====== EXTRACTED TEXT ======

Arraez and Let Us Swing

Sam Navarro-USA TODAY Sports

Back in mid-April, I took the opportunity to gawk at Luis Arraez’s hot start — he’d gone 24-for-51 in his first 15 games — under the assumption that he’d cool off and stop being so interesting fairly soon. Well, Arraez has cooled off, but not as much as you’d think. On Saturday, the Marlins second baseman went 5-for-5 with three doubles to break out of a slump: He’d gone 1-for-6 with one strikeout across the previous two games. Before that, he’d had multiple hits in his previous three games.

Sunday against Oakland, Arraez added two more hits to bring his seasonal batting line to .392/.445/.485. After that hellacious 15-game start to the season, Arraez has hit .362 in his cooldown period and has struck out just seven times in his past 40 games.

Nothing has really changed about Arraez as a hitter since the last time I wrote about him. He’s still making more contact than anyone else in baseball and spraying soft line drives around the diamond like Carlos Alcaraz in spikes. But over the past week, while Arraez was taping “kick me” signs to opposing pitchers’ backs, we passed two important milestones on the baseball calendar: Memorial Day and the start of the NCAA Tournament. That means we’re no longer in the fluky part of the season, and what you’re seeing might actually be real.

So let’s get down to it: Can Arraez hit .400?

Surely I’m making too big a deal out of this, right? Two months is a pretty big sample, but it can’t be that unusual for someone to be hitting .390 in June. Maybe a generation ago, but no longer. Arraez is the first player in seven years to hit .380 or better in his first 55 games, and just the second in the past 15 seasons:

Here’s A Bunch of Really Good Hitters
Player Team Year BA PA BABIP XBH Final AVG
Luis Arraez MIA 2023 .392 227 .405 16 TBD
Daniel Murphy WSN 2016 .384 226 .397 28 .347
Joe Mauer MIN 2009 .392 240 .398 27 .365
Chipper Jones ATL 2008 .409 246 .411 24 .364
Lance Berkman HOU 2008 .386 238 .394 39 .312
Joe Mauer MIN 2006 .388 235 .410 22 .347
Derrek Lee CHC 2005 .385 245 .403 34 .335
Manny Ramírez BOS 2001 .386 245 .451 32 .301
Nomar Garciaparra BOS 2000 .392 223 .410 27 .372
Todd Helton COL 2000 .405 245 .390 37 .372
SOURCE: Baseball-Reference
Minimum .380 batting average and 165 plate appearances through 55 games, since 2000

I added the extra-base hits category to underscore a point about how unusual Arraez’s season has been. Most of these great early-season performances have come from players who hit for power — Jones, Ramírez, Helton in Coors, and so on. The only player on that list who really qualifies as a singles hitter is Mauer, and in 15 seasons in the majors, Mauer posted an ISO lower than Arraez’s career high (.104) just three times. Just 16 of Arraez’s first 80 hits have gone for extra bases, and of those, 14 were doubles.

======

◆ GOAL 1 ◆
Starting with the line containing "[indicate] the pine" and going on through the end of the records, render those lines as a numbered list with blank lines dropped, and please leave the pictures out.
The article on Luis Arraez's hitting and the records have no connection to each other.

====== LISTING ======

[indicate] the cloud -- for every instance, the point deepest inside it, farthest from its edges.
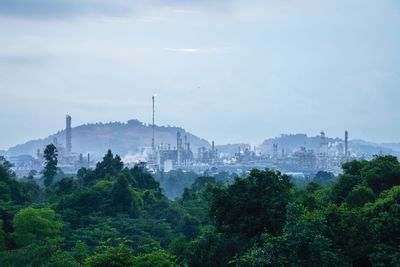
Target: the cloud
(185, 50)
(195, 50)
(59, 9)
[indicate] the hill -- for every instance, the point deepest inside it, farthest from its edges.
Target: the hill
(293, 142)
(122, 138)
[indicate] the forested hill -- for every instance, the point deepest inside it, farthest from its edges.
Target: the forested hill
(122, 138)
(292, 142)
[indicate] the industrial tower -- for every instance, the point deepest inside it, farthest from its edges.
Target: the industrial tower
(152, 137)
(68, 135)
(346, 144)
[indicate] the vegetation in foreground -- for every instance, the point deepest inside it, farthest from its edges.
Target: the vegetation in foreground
(118, 216)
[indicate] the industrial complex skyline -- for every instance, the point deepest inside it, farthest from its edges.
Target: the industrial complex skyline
(229, 71)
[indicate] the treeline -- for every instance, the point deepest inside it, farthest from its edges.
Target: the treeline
(117, 216)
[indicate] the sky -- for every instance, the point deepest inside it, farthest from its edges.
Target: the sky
(229, 71)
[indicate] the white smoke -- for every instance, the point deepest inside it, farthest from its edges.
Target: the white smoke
(131, 159)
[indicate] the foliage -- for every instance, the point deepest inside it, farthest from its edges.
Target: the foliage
(32, 225)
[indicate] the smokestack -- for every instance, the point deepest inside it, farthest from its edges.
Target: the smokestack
(152, 139)
(68, 137)
(178, 148)
(346, 143)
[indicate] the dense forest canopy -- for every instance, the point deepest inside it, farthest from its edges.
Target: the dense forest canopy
(117, 216)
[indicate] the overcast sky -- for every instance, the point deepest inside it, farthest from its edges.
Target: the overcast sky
(232, 71)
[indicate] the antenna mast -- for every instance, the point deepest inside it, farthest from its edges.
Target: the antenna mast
(152, 140)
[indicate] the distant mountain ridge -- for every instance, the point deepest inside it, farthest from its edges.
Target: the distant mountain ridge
(134, 136)
(293, 142)
(122, 138)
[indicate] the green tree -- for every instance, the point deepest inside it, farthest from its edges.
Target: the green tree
(123, 198)
(50, 169)
(120, 256)
(32, 225)
(155, 259)
(359, 196)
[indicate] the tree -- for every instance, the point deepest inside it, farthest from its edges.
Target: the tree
(50, 169)
(252, 205)
(123, 198)
(155, 259)
(109, 166)
(120, 256)
(32, 225)
(359, 196)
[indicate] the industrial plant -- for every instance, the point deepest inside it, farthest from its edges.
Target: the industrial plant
(328, 155)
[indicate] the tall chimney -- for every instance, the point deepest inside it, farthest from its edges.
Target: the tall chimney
(346, 143)
(68, 141)
(152, 138)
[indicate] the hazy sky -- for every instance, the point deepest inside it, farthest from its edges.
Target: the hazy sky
(233, 71)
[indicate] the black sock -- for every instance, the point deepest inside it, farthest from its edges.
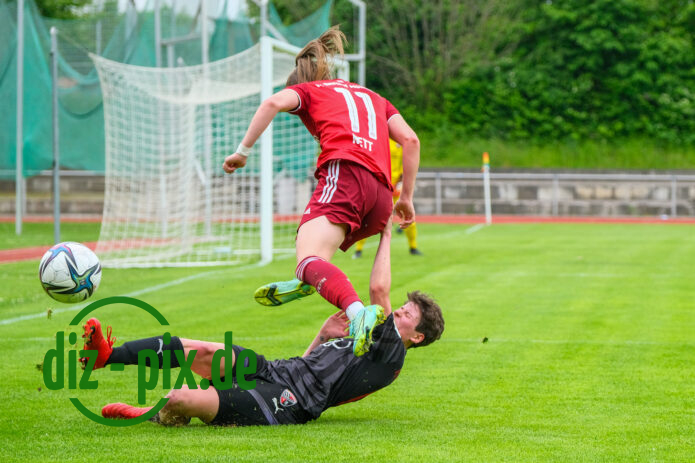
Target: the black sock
(127, 354)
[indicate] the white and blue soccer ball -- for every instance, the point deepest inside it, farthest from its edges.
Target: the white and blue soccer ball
(70, 272)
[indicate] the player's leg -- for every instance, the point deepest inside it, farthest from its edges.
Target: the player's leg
(317, 241)
(359, 246)
(204, 351)
(183, 404)
(127, 353)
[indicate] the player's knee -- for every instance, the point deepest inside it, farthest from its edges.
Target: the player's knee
(179, 398)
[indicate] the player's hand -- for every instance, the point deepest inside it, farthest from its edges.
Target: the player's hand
(405, 210)
(233, 162)
(386, 232)
(336, 326)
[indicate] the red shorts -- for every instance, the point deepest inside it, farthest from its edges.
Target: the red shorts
(348, 193)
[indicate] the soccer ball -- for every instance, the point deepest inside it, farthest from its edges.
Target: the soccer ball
(70, 272)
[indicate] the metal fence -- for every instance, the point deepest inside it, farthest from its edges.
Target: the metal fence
(557, 183)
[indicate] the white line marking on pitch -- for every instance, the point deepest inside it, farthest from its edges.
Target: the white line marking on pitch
(475, 228)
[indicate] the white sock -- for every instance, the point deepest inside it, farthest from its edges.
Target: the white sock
(353, 309)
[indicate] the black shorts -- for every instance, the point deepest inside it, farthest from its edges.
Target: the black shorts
(266, 404)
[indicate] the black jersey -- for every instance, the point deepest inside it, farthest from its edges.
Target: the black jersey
(331, 375)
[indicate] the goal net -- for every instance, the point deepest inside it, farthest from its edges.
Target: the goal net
(167, 200)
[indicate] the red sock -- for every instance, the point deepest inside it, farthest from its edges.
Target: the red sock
(329, 281)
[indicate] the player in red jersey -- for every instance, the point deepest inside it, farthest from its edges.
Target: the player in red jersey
(353, 197)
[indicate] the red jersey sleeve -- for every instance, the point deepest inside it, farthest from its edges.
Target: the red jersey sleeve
(304, 98)
(390, 110)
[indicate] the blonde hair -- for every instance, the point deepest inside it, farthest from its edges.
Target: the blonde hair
(314, 61)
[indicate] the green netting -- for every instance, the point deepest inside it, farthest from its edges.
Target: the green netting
(126, 37)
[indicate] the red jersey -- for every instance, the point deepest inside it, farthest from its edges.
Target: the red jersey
(349, 121)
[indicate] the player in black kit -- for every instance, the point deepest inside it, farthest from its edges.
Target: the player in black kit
(294, 390)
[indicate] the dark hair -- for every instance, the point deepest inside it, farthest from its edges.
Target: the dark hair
(313, 62)
(431, 319)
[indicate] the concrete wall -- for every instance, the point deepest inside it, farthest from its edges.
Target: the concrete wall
(560, 196)
(523, 195)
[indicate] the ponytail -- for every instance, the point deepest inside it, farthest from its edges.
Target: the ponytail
(314, 61)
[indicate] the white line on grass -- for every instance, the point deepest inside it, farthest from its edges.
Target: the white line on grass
(9, 321)
(475, 228)
(169, 284)
(606, 342)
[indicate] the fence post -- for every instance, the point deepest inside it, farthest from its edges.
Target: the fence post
(56, 136)
(674, 199)
(438, 193)
(556, 193)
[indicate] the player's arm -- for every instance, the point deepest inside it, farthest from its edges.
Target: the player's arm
(400, 131)
(336, 326)
(380, 280)
(284, 100)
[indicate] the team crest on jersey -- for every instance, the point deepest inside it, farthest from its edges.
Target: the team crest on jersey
(287, 399)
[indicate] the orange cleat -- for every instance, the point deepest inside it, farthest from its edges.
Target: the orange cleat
(123, 411)
(94, 340)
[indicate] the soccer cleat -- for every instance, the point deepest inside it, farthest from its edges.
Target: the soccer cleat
(123, 411)
(282, 292)
(415, 252)
(94, 340)
(362, 327)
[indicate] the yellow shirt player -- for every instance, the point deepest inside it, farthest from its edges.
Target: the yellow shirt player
(396, 174)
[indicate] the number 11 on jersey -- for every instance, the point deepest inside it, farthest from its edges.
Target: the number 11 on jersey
(355, 119)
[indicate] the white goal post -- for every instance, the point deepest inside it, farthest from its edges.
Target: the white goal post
(167, 201)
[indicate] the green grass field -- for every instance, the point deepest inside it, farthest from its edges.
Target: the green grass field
(589, 356)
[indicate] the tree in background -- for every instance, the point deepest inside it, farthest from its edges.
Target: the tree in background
(417, 48)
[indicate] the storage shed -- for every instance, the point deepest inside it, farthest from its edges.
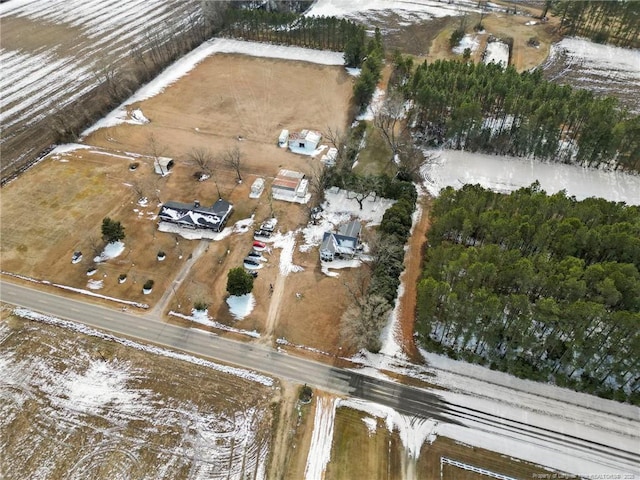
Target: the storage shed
(257, 188)
(290, 186)
(283, 139)
(304, 142)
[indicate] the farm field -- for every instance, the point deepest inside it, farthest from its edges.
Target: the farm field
(225, 101)
(602, 69)
(84, 184)
(77, 405)
(54, 53)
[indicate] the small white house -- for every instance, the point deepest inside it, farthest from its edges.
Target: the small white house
(304, 142)
(162, 165)
(329, 159)
(342, 245)
(257, 188)
(290, 186)
(283, 139)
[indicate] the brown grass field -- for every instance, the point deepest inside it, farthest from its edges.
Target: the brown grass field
(57, 208)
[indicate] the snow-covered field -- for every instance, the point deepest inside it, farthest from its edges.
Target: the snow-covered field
(603, 69)
(504, 174)
(70, 44)
(497, 52)
(408, 9)
(76, 406)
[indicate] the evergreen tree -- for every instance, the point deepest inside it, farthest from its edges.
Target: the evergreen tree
(239, 282)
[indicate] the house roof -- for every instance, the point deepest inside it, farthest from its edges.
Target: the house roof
(194, 215)
(336, 243)
(308, 135)
(351, 229)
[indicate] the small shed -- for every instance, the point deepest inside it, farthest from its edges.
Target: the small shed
(304, 142)
(329, 159)
(257, 188)
(283, 139)
(290, 186)
(162, 165)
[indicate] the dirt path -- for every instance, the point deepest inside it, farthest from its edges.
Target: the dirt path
(411, 275)
(286, 430)
(274, 307)
(159, 307)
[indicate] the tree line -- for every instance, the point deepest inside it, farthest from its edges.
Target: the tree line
(290, 28)
(541, 286)
(615, 22)
(488, 108)
(327, 33)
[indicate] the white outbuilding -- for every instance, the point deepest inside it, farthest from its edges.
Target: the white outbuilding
(283, 139)
(290, 186)
(256, 188)
(304, 142)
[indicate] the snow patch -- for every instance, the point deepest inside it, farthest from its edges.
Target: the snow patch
(241, 306)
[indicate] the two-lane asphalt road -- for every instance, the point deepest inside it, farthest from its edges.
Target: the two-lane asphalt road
(251, 356)
(623, 454)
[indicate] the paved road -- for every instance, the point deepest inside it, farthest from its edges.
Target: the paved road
(404, 399)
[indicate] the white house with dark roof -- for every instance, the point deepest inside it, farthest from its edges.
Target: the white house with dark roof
(343, 244)
(195, 216)
(304, 142)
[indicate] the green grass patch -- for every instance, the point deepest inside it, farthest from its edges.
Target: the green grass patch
(375, 157)
(377, 452)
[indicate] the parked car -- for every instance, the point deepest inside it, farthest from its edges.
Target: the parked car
(261, 233)
(268, 225)
(251, 261)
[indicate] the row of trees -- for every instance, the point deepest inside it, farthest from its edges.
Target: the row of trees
(370, 56)
(543, 313)
(289, 28)
(616, 22)
(488, 108)
(375, 291)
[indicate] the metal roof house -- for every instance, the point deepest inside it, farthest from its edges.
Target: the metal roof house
(304, 141)
(343, 244)
(194, 216)
(162, 165)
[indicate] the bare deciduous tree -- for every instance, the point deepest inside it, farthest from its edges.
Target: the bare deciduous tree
(155, 147)
(361, 324)
(139, 188)
(361, 188)
(202, 158)
(389, 121)
(232, 158)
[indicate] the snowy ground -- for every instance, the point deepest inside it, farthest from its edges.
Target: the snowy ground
(35, 81)
(604, 69)
(76, 405)
(408, 9)
(468, 41)
(505, 174)
(498, 53)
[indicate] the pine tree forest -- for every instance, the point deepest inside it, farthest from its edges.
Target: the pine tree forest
(491, 109)
(614, 22)
(543, 287)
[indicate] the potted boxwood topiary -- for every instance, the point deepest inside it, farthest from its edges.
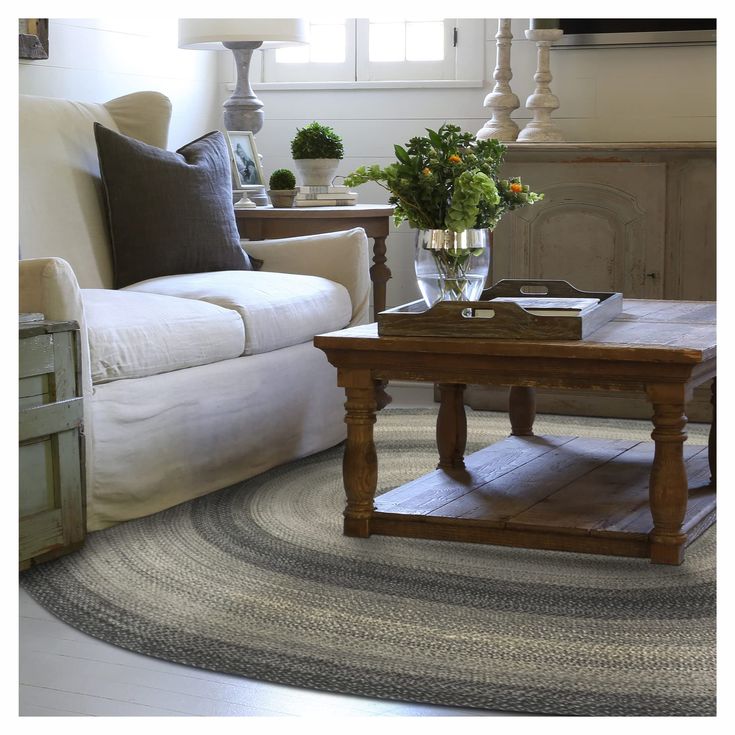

======

◆ GOAL 2 ◆
Write the next part of the article on Luis Arraez's hitting, picking up after its last sentence.

◆ FINAL ANSWER 1 ◆
1. [indicate] the pine tree forest -- for every instance, the point deepest inside it, farthest from its edges.
2. Target: the pine tree forest
3. (491, 109)
4. (614, 22)
5. (543, 287)
6. [indicate] the potted boxwood topiary -- for every instance, the point deepest inside it, farthest from its edges.

◆ FINAL ANSWER 2 ◆
In a way, Arraez’s lack of power makes him more susceptible to swings in BABIP than a normal hitter. When Manny was hitting in the .380s at this point in 2001, he was on pace to hit 56 home runs; 19 of his hits were going to be hits no matter what the defense did. Arraez’s BABIP is… huge! It’s enormous! It’s gigantic! That .405 mark is the second-highest BABIP among 161 qualified hitters, and if it stayed that high all season, it would be remarkable. In the past decade, only Yoán Moncada in 2019 has posted a higher BABIP as a qualified hitter in a 162-game season. The only other hitters to break .390 in that time were Tim Anderson that same season and Avisaíl García in 2017. (So yes, Arraez can hit .400, but only if he gets traded to the late-2010s White Sox.)

Arraez’s expected batting average this season is the fourth-highest among qualified hitters, but it’s only .332. And while Arraez is in the top 10 in batting average on contact (as you’d expect, given how frequently he makes contact), he’s overperforming his xBACON by the fourth-highest margin in baseball as of this writing.

So, the Statcast numbers say he’s going to regress. But I don’t really care, for two reasons. First, Arraez is built to confound expected statistics based on launch angle and exit velocity. We’re into the fifth season of Arraez’s major league career, and in all five of those seasons, he’s combined an absolutely trash hard-hit rate with elite xBA numbers and huge BABIPs. And beyond that, he’s outperformed his xBA in four of his five major league seasons, including this one. If that’s a fluke, it’s a fluke that’s been perpetuated over five years and nearly 1,800 plate appearances.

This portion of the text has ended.